**TASK DATA:**

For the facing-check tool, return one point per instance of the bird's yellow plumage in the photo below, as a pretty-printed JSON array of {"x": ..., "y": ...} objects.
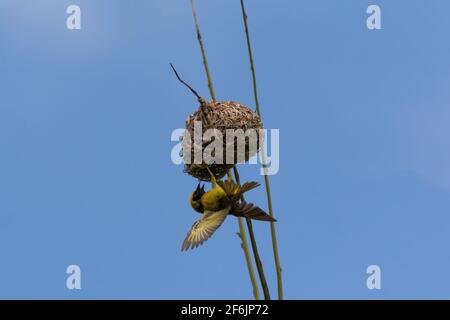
[{"x": 215, "y": 205}]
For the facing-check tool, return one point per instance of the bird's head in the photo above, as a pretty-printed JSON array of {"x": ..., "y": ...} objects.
[{"x": 195, "y": 198}]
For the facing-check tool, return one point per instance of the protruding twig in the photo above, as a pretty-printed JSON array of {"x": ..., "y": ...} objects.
[
  {"x": 185, "y": 83},
  {"x": 202, "y": 49}
]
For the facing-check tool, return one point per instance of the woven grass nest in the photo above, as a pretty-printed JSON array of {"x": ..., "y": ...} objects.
[{"x": 221, "y": 116}]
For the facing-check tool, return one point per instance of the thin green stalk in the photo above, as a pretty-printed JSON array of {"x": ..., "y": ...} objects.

**WHAT NEEDS TO BE DONE:**
Each entry needs to be retyped exactly; the pictures stay out.

**RESPONSE TO THIS EXERCISE:**
For the facing-check tool, return one point per instance of the bird's yellow plumage in the photo below, as a pretty-printed JSON array of {"x": ..., "y": ...} objects.
[{"x": 215, "y": 205}]
For the facing-check tool, return one point per instance of the bird's head in the photo above, as a pretty-printed JSON array of {"x": ..., "y": ...} objects.
[{"x": 195, "y": 198}]
For the facing-check tool, return one point per instance of the protruding twig in the photo above, as a pretty-printed JSON array of {"x": ..., "y": ...} objects.
[
  {"x": 185, "y": 83},
  {"x": 202, "y": 49}
]
For the facing-check tool, return one point per instance of the woven grass nest in the photo above, as a pretty-printed JSON array of {"x": ..., "y": ...} objects.
[{"x": 221, "y": 116}]
For the facing-check tool, return one point per instance of the thin green stalk in the photo above, as a pretty-printed JSON array of {"x": ..., "y": ...} objects.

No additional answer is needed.